> **SET TASKS**:
**a)** Answer each question from the reflection on trying for a growing family below, one answer per line and marked (i), (ii), (iii).
(i) Which Bible passage does the writer say comes into play?
(ii) What happened after the first frozen embryo transfer?
(iii) What did IVF fail to provide?
**b)** From the reflection on trying for a growing family below, copy the passage from "I’ve failed at" to "have my babies?" word for word.

> **DOCUMENT EXTRACT**:

....

I’ve often wondered why I try so hard. I mean, this general wondering can be applied to just about everything in life – work, marriage, child rearing. Anything. But, for me it’s mostly that relentless need to keep the pursuit of a growing family. I believe this is where Proverbs 30:15-16 comes into play.
I’ve failed at many things in my lifetime most of which I simply stand back up, brush myself off, and walk on in another direction. So, what is it that keeps me going in this relentless battle to have my babies?
In this journey, I’ve always felt like if I could just try IVF that’ll be all I need. If I can just do that, if it fails, I will finally have closure and can move on. Last year, we did IVF, had our first frozen embryo transfer, were pregnant with twins, and subsequently miscarried both. If you’ve been following our journey, you know that we’ve been spending these last several months healing. #miscarriageisnojoke
But, here I sit typing away at the computer with the urges of all urges to go for round two. IVF did not provide the closure I was expecting.
Honestly, I shouldn’t be surprised. How silly of me to doubt God’s word. He knew what He was doing when He ordained those words in Proverbs to be included in Scripture.

....

> **LISTING**:

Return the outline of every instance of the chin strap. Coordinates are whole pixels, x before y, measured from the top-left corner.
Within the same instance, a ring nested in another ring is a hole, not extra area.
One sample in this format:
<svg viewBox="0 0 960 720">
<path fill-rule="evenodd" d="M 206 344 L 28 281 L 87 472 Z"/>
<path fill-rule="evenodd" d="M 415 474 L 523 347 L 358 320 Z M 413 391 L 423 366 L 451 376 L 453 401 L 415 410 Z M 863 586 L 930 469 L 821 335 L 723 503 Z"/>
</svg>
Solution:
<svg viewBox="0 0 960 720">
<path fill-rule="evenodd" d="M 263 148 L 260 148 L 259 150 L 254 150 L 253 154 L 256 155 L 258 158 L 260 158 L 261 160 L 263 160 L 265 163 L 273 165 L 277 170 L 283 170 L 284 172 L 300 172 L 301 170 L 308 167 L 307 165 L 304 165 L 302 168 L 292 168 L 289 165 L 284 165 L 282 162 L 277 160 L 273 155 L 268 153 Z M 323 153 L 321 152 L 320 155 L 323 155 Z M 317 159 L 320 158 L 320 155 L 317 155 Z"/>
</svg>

....

> **SOLUTIONS TO EACH TASK**:
**a)**
(i) Proverbs 30:15-16
(ii) The couple were pregnant with twins and then miscarried both.
(iii) The closure the writer was expecting

**b)**
I’ve failed at many things in my lifetime most of which I simply stand back up, brush myself off, and walk on in another direction. So, what is it that keeps me going in this relentless battle to have my babies?